Les latinos débarquent

Venue d’Argentine ou d’Equateur, une nouvelle vague d’immigrants gagne l’Espagne et l’Italie. Avant de se fondre dans l’espace Schengen

Quitte à tout recommencer, autant le faire dans un autre pays.  » Le 25 mai dernier, à 46 ans, Doris Castillo a débarqué à Madrid avec son mari et son fils de 13 ans. A bord de l’avion en provenance de Buenos Aires, beaucoup pourraient raconter une histoire comparable à la sienne. Des salaires rongés par la crise économique, des traites qui s’accumulent, des cotisations sociales impayées, l’appartement saisi… En Argentine, Doris était psychologue, son mari, consultant en entreprise. Ils ont tenu bon. Jusqu’à la goutte d’eau en trop : le vol de leur voiture, qui n’était plus assurée depuis longtemps.  » A l’école de mon fils, les profs étaient sans cesse en grève, je ne voyais pas quel futur lui offrir. On a fait la dernière chose encore possible : acheter un billet d’avion pour l’Europe.  » Destination l’Espagne, parce que son mari, fils d’Espagnols, a la double nationalité.

Cela aurait pu être l’Italie, l’Irlande ou l’Allemagne. Les Mexicains descendent des Aztèques, les Péruviens, des Incas et les Argentins, des bateaux, dit une plaisanterie fameuse. C’est-à-dire d’Européens jadis partis chercher une vie meilleure de l’autre côté de l’Atlantique. Ils sont des dizaines de milliers d’Argentins à avoir recherché ainsi fébrilement les certificats de naissance de leurs grands-parents ou de leurs aïeux, grâce auxquels ils peuvent obtenir un passeport européen. Près de la moitié des Argentins sont, en effet, d’origine italienne. Ils ont donc droit, selon la loi nationale, à la citoyenneté italienne. Une fois le sauf-conduit en poche, ils préfèrent pourtant, à cause de la langue et du dynamisme du marché de l’emploi, s’installer en Espagne.

**Enregistrements**
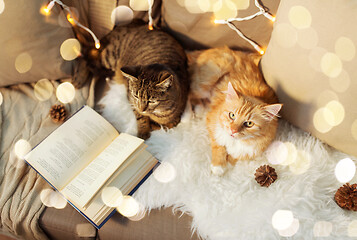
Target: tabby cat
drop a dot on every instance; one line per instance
(243, 109)
(153, 65)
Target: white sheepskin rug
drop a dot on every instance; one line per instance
(299, 204)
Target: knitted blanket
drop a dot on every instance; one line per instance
(23, 116)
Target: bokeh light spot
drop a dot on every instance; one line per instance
(331, 65)
(112, 196)
(23, 62)
(129, 207)
(241, 4)
(345, 48)
(326, 97)
(352, 229)
(181, 2)
(300, 17)
(319, 120)
(302, 163)
(291, 230)
(315, 57)
(224, 10)
(277, 152)
(354, 129)
(204, 5)
(65, 92)
(307, 38)
(292, 154)
(140, 214)
(122, 15)
(70, 49)
(345, 170)
(322, 229)
(340, 83)
(43, 89)
(285, 35)
(52, 198)
(21, 148)
(282, 219)
(63, 17)
(338, 113)
(85, 230)
(2, 6)
(140, 5)
(165, 172)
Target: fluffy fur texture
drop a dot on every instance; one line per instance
(234, 206)
(242, 116)
(156, 77)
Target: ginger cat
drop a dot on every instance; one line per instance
(243, 109)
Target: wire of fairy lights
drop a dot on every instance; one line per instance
(151, 3)
(70, 17)
(229, 22)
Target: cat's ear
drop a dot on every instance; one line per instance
(130, 72)
(231, 93)
(165, 83)
(255, 58)
(271, 111)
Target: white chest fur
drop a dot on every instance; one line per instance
(234, 147)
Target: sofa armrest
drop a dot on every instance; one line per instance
(158, 224)
(66, 223)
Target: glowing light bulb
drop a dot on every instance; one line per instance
(70, 19)
(151, 27)
(259, 49)
(269, 16)
(46, 10)
(217, 21)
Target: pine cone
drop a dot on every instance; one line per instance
(265, 175)
(58, 113)
(346, 197)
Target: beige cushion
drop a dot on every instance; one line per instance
(197, 30)
(30, 43)
(100, 13)
(311, 62)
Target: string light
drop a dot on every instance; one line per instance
(150, 2)
(46, 11)
(262, 11)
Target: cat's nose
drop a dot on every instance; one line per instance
(142, 107)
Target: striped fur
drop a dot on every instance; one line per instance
(153, 65)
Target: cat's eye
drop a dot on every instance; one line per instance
(232, 115)
(248, 124)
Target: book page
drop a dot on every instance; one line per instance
(70, 148)
(97, 210)
(85, 185)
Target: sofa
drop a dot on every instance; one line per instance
(309, 60)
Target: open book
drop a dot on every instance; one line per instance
(85, 155)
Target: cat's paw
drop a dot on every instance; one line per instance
(144, 135)
(218, 170)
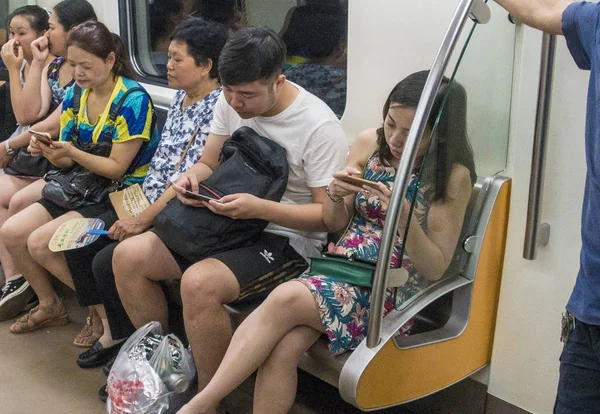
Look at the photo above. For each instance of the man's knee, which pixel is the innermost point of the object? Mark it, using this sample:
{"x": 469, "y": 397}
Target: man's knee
{"x": 286, "y": 298}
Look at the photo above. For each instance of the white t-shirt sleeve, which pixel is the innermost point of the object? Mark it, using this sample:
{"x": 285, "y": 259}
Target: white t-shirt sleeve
{"x": 325, "y": 154}
{"x": 220, "y": 122}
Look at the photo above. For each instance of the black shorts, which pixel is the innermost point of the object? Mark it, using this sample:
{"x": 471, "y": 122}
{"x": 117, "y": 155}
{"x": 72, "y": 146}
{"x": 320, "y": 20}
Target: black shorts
{"x": 259, "y": 268}
{"x": 87, "y": 212}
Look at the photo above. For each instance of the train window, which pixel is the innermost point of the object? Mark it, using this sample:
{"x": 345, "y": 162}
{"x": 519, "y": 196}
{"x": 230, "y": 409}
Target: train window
{"x": 314, "y": 31}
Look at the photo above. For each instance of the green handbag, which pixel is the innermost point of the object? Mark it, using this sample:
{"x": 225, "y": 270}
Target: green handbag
{"x": 358, "y": 272}
{"x": 353, "y": 271}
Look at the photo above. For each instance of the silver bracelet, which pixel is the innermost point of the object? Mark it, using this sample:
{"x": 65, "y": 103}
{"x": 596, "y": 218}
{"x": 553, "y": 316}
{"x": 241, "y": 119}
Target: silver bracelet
{"x": 335, "y": 200}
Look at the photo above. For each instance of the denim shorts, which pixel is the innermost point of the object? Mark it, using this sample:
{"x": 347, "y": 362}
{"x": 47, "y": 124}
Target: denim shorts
{"x": 579, "y": 384}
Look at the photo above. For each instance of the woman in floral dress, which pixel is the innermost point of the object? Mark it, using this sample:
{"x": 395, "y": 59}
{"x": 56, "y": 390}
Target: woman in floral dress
{"x": 297, "y": 313}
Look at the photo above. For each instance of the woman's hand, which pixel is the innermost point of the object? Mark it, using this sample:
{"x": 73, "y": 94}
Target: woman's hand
{"x": 34, "y": 147}
{"x": 12, "y": 55}
{"x": 123, "y": 229}
{"x": 40, "y": 50}
{"x": 56, "y": 150}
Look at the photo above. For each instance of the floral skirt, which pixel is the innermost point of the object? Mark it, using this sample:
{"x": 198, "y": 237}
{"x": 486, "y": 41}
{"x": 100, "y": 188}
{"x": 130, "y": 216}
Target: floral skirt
{"x": 344, "y": 310}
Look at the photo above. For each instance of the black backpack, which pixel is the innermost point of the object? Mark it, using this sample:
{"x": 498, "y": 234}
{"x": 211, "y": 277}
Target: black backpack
{"x": 249, "y": 164}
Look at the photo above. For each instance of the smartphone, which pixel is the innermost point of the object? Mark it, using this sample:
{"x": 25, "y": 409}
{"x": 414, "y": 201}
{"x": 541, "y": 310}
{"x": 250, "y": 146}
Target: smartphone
{"x": 202, "y": 197}
{"x": 359, "y": 182}
{"x": 43, "y": 138}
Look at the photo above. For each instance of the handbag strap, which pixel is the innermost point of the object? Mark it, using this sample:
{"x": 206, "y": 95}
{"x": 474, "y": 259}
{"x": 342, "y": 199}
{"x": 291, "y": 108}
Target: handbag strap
{"x": 185, "y": 151}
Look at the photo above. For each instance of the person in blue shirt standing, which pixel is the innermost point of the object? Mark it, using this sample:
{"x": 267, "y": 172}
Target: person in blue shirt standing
{"x": 579, "y": 384}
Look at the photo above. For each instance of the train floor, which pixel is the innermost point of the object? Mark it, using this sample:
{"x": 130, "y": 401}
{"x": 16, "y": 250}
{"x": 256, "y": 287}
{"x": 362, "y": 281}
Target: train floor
{"x": 39, "y": 375}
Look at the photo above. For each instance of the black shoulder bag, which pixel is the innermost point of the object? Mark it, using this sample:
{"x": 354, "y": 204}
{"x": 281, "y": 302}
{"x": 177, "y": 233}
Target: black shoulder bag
{"x": 78, "y": 187}
{"x": 249, "y": 164}
{"x": 22, "y": 163}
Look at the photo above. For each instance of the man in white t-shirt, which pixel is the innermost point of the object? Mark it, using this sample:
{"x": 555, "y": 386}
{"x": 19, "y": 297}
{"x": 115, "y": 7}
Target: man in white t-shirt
{"x": 255, "y": 94}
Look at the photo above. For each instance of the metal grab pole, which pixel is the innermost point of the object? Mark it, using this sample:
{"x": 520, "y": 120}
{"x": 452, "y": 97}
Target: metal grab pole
{"x": 406, "y": 165}
{"x": 535, "y": 233}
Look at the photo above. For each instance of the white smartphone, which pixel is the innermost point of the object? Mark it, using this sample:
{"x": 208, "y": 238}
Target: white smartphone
{"x": 43, "y": 138}
{"x": 203, "y": 197}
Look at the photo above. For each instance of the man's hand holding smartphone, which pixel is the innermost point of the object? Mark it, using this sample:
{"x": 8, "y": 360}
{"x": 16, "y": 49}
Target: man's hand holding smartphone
{"x": 41, "y": 137}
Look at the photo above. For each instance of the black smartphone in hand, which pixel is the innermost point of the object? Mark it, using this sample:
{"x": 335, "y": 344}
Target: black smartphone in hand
{"x": 202, "y": 197}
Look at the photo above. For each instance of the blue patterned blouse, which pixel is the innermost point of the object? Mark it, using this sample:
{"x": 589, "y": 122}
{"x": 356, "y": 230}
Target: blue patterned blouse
{"x": 179, "y": 128}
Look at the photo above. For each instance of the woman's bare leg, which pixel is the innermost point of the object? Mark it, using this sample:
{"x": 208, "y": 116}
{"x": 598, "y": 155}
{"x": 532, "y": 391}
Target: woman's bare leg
{"x": 53, "y": 262}
{"x": 14, "y": 194}
{"x": 14, "y": 234}
{"x": 289, "y": 306}
{"x": 277, "y": 379}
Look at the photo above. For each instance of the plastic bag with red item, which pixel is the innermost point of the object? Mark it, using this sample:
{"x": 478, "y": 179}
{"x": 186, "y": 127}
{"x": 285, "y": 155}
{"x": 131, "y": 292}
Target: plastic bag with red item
{"x": 149, "y": 371}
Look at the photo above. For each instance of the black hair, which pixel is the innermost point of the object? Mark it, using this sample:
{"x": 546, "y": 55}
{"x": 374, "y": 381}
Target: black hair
{"x": 220, "y": 11}
{"x": 204, "y": 41}
{"x": 70, "y": 13}
{"x": 251, "y": 54}
{"x": 95, "y": 38}
{"x": 37, "y": 17}
{"x": 316, "y": 30}
{"x": 160, "y": 16}
{"x": 450, "y": 142}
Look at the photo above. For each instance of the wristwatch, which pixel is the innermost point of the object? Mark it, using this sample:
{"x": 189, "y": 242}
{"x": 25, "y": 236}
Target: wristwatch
{"x": 9, "y": 151}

**Exercices à faire**
**A.** Recopiez, dans le texte sur les immigrants latino-américains, le passage qui commence par « Cela aurait pu » et qui va jusqu'à « s’installer en Espagne. ».
**B.** Rédigez la suite du texte sur les immigrants latino-américains en Espagne et en Italie, à partir de sa dernière phrase.

**Réponses aux exercices**
**A.**
Cela aurait pu être l’Italie, l’Irlande ou l’Allemagne. Les Mexicains descendent des Aztèques, les Péruviens, des Incas et les Argentins, des bateaux, dit une plaisanterie fameuse. C’est-à-dire d’Européens jadis partis chercher une vie meilleure de l’autre côté de l’Atlantique. Ils sont des dizaines de milliers d’Argentins à avoir recherché ainsi fébrilement les certificats de naissance de leurs grands-parents ou de leurs aïeux, grâce auxquels ils peuvent obtenir un passeport européen. Près de la moitié des Argentins sont, en effet, d’origine italienne. Ils ont donc droit, selon la loi nationale, à la citoyenneté italienne. Une fois le sauf-conduit en poche, ils préfèrent pourtant, à cause de la langue et du dynamisme du marché de l’emploi, s’installer en Espagne.

**B.**
A Madrid, Doris vend des appartements, en attendant de faire homologuer son titre de psychologue. Son mari multiplie les CV, après avoir vendu des encyclopédies au porte-à-porte dans la canicule de la capitale déserte, cet été.  » C’est dur, mais ici les choses ne peuvent que s’améliorer pour nous. Là-bas…  » Les Argentins occupent une place à part dans la vague sud-américaine qui déferle sur l’Europe à partir de l’Espagne. Ils étaient avocats, architectes, médecins ou profs, les voici désormais barmans, serveurs, chauffeurs, vendeurs ou opérateurs téléphoniques. D’autres hispanophones û des Equatoriens, surtout, mais aussi des Colombiens, des Boliviens, des Péruviens ou des Dominicains û viennent grossir les rangs d’une immigration plus  » classique « , qu’on retrouve dans le personnel de maison et le bâtiment, quand ils ne s’échinent pas comme ouvriers agricoles dans les cultures sous serre de la côte méditerranéenne.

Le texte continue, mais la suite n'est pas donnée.